SUPPLIED TEXT:
The pressure intensifier includes an oscillating intensifier piston
in the form of a differential piston for effecting an increase in
pressure. The discovery includes various configurations of this
system.
BRIEF DESCRIPTION OF THE DRAWINGS
[0008] Further advantages and embodiments of the present discovery
emerge from the following description of the exemplary embodiments
shown in diagrammatic form in the drawings. The drawings show the
following:
[0009] FIG. 1 is a schematic side elevation of an inventive shield
support;
[0010] FIG. 2 is a simplified schematic representation of the
structure of a suitable pressure intensifier;
[0011] FIG. 3 is a schematic representation of the integration of a
pressure intensifier into the hydraulic circuit of a shield support
in accordance with the first exemplary embodiment, as a hydraulic
circuit diagram;
[0012] FIG. 4 is a schematic representation of the integration of
the pressure intensifier in accordance with a second exemplary
embodiment, as a hydraulic circuit diagram;
[0013] FIG. 5 is a schematic representation of the integration of a
pressure intensifier in accordance with a third exemplary
embodiment, as a hydraulic circuit diagram, and
[0014] FIG. 6 is a schematic representation of the integration of a
pressure intensifier in accordance with a fourth exemplary
embodiment, as a hydraulic circuit diagram.
DETAILED DESCRIPTION
[0015] In one aspect of the discovery, pressure intensifiers are
used which have a directional control valve for oscillating an
intensifier piston. The piston includes a valve spool, and is
preferably in the form of a differential piston. The hydraulic
fluid from the supply system can be applied at one end of the
piston, and preferably as a function of the control position of the
valves in the control bank.
[0016] It is particularly advantageous if there is a pressure
reducing valve and/or choke upstream of the pressure intensifier in
each shield support, so that a constant level of high pressure may
be achieved, irrespective of pressure fluctuations in the supply
system and despite the unchangeable, proportional intensification
of pressure. In an exemplary embodiment, the pressure intensifier
on the hydraulic shield support is located in the pipe system
between the control bank and the hydraulic props. As is known for a
shield support, the control bank for each hydraulic prop may have a
dedicated actuation valve connected to the allocated pressure
chamber in the hydraulic prop by a separate branch pipe (setting
pressure pipe) for supplying hydraulic fluid at setting pressure.
In order to obtain a rapid accumulation of pressure in the
hydraulic props to set the shield support, it is particularly
favorable if both the actuation valves for the hydraulic props
supporting the roof shield are actuated by a single, common pilot
valve. In particular, the hydraulic props are designed as double
acting and/or cylinders which telescope in multiple stages, to
either end of which hydraulic fluid may be applied. It is also
preferable for a common, particularly pilot-controlled actuation
valve to be located in the control bank for removal of both the
hydraulic props. A hydraulically releasable non-return valve, which
can be released hydraulically by the pressure of the hydraulic
fluid, may be located in the branch pipe of the setting pressure
pipe for each hydraulic prop, for removing the hydraulic props.

DATA EXCERPT:
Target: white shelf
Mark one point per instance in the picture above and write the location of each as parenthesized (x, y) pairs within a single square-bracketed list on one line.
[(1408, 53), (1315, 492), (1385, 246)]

PROMPT 1: From the shield support text, list each figure it describes, giving the figure number and what that figure shows.
PROMPT 2: Carry on the shield support text, starting right after its final sentence.

ANSWER 1:
- FIG. 1: a schematic side elevation of an inventive shield support
- FIG. 2: a simplified schematic representation of the structure of a suitable pressure intensifier
- FIG. 3: a schematic representation, as a hydraulic circuit diagram, of the integration of a pressure intensifier into the hydraulic circuit of a shield support in accordance with the first exemplary embodiment
- FIG. 4: a schematic representation, as a hydraulic circuit diagram, of the integration of the pressure intensifier in accordance with a second exemplary embodiment
- FIG. 5: a schematic representation, as a hydraulic circuit diagram, of the integration of a pressure intensifier in accordance with a third exemplary embodiment
- FIG. 6: a schematic representation, as a hydraulic circuit diagram, of the integration of a pressure intensifier in accordance with a fourth exemplary embodiment

ANSWER 2:
[0017] In the exemplary embodiment of a shield support, a pressure
intensifier dedicated to each hydraulic prop is located in the
branch (setting pressure) pipe of the hydraulic prop. With a
corresponding shield support, the outlay for additional pipes to be
laid in the shield support is extremely low and the pressure
intensifier may be located immediately at the inlet of the pressure
chamber of the hydraulic prop, thus obviating the need for any
hoses for hydraulic fluid at an increased level of high pressure.
It is then particularly favorable to connect the low-pressure inlet
of the pressure intensifier upstream of the non-return valve and
the high-pressure outlet of the pressure intensifier downstream of
the non-return valve to the appropriate branch pipes of the setting
pressure pipes.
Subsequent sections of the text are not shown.